TEXT TO READ

Dealing with poor attendance by African National Congress (ANC) members at parliamentary and caucus meetings would be one of the year’s priorities, the party’s chief whip said on Friday.
Nathi Mthethwa said: ”Inculcating a culture of discipline among some of the organisation’s public representatives in this institution will form part of the priorities of caucus this year.”
He was briefing journalists after the ANC’s two-day national caucus lekgotla (meeting) in Parliament, during which his office presented its report.
He would not specify how serious the problem was except to say that ”towards the end of last year we had an improvement”.
”We need to ensure that we place Parliament centrally in the affairs of the nation, and for Parliament to get the necessary respect, we need to be strict as ANC cadres.”
In his speech on Friday morning, ANC president Jacob Zuma spoke of the state of the organisation and the work that lay ahead for the next five years.
Mthethwa said Zuma never raised the Scorpions’ integration into the South African Police Service in his talk.
”It’s a matter that has been with the organisation for a very long time.”
Preparations for the 2009 national elections, organisational building and political management were subjects of talks by ANC deputy president Kgalema Motlanthe and ANC deputy secretary general Thandi Modise, said Mthethwa.
Deputy president Phumzile Mlambo-Ngcuka gave a comprehensive overview of the government’s programme for 2008.

WHAT IS ASKED
a) For each statement, say whether it agrees with the article on the ANC caucus lekgotla. Answer yes or no and quote the deciding words: (i) Mthethwa said Zuma raised the Scorpions’ integration into the police service in his talk; (ii) the lekgotla lasted two days; (iii) Thandi Modise gave the overview of the government’s programme for 2008.
b) Pick up the article on the ANC caucus lekgotla after its final sentence and continue it.
The listing after this point is separate material and not part of the article on the ANC caucus lekgotla.

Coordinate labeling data
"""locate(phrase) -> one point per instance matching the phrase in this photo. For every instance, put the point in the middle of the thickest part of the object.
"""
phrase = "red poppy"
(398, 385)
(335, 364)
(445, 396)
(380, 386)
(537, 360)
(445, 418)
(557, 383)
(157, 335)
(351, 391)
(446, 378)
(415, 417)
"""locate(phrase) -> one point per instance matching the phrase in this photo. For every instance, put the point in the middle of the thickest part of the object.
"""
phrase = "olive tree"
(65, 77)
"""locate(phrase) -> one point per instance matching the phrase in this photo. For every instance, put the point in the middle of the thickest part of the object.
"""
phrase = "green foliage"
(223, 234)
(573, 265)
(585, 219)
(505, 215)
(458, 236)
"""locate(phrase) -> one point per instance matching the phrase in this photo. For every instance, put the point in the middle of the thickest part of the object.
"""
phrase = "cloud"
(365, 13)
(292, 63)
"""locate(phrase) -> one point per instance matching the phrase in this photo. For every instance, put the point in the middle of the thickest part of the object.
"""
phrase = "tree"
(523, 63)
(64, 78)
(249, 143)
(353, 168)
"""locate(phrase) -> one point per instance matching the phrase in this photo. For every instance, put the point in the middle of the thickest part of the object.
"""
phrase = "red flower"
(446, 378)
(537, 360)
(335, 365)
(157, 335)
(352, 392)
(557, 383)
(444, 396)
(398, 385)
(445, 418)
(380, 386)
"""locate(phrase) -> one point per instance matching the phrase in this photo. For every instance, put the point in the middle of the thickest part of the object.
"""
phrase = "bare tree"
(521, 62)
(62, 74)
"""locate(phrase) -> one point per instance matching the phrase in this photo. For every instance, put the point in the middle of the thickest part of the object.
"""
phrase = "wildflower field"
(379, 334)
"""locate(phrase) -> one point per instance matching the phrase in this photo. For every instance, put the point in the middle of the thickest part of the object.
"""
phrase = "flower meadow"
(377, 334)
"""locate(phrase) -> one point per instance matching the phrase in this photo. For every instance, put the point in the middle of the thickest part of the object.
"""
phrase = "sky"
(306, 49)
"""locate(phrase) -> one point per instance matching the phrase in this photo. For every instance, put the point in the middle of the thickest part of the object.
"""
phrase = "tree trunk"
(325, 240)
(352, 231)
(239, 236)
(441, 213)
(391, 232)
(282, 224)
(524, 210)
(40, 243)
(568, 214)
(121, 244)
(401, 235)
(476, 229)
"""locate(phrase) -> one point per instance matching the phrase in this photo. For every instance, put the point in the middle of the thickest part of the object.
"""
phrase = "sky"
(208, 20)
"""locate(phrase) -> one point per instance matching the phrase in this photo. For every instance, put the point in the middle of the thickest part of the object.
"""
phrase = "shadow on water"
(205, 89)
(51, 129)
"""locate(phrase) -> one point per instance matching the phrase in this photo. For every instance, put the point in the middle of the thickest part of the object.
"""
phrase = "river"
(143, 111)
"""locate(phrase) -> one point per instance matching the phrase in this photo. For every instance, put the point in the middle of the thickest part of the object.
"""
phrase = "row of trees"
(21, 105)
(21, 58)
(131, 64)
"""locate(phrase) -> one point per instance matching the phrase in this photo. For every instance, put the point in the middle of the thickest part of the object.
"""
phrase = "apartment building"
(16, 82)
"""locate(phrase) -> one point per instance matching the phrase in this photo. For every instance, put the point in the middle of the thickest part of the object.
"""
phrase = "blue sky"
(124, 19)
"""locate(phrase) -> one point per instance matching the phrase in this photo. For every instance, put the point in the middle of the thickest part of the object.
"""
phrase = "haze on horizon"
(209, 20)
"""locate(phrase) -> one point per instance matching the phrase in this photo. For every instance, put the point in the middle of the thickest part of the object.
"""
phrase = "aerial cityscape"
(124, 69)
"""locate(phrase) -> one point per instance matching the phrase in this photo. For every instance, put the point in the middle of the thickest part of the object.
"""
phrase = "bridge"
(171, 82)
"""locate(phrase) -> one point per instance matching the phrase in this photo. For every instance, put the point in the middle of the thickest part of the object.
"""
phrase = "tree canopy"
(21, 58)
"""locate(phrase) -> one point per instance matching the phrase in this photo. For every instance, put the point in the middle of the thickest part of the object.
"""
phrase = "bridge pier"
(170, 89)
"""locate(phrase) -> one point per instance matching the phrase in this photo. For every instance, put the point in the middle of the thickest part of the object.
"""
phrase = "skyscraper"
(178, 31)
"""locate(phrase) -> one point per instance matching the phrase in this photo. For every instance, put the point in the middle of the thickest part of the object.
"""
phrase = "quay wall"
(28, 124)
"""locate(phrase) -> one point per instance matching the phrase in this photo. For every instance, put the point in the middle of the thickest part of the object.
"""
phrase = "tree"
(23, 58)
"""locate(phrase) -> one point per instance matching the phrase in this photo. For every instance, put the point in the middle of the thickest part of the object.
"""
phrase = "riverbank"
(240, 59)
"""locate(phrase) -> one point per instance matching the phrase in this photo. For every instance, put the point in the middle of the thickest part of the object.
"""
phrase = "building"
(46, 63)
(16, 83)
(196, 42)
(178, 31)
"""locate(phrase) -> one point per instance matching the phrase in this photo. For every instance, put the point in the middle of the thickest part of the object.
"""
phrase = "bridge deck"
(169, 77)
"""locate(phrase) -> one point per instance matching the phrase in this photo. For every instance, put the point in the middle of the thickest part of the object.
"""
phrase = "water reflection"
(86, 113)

RESULTS IN ORDER
a)
(i) No: "Mthethwa said Zuma never raised the Scorpions’ integration into the South African Police Service in his talk."
(ii) Yes: "the ANC’s two-day national caucus lekgotla (meeting)"
(iii) No: "Deputy president Phumzile Mlambo-Ngcuka gave a comprehensive overview of the government’s programme for 2008."

b)
Asked about the process of disciplining MPs involved in the Travelgate travel-voucher fraud saga, Mthethwa said some cases had gone to disciplinary committees and others to courts of law.
Deputy chief whip Andries Nel said that the cases of ANC MPs had been referred to the party’s national leadership.
When Nel was asked if the process was likely to be concluded by the present Parliament, Mthethwa said Nel was not a fortune teller.
”You are asking the deputy chief whip to be a sangoma? I don’t think we’d want to speculate.”
Following Zuma’s talk on Friday morning, delegates split up into four committees to discuss peace and security, economic transformation, social transformation and governance and monitoring.
These were closed to the media.
After being escorted into the chamber shortly after 9am on Friday, Zuma, wearing a grey suit but no tie, took his place on the right-hand side of the speaker’s chair and clapped in accompaniment to chants of ”ANC, ANC.”
When MPs began singing his trademark Umshini Wami song, Zuma did not respond by dancing and merely continued clapping, smiling at MPs, giving a thumbs up sign to one.
When approached for comment outside Parliament’s Old Assembly Chamber on Friday morning, Zuma merely laughed.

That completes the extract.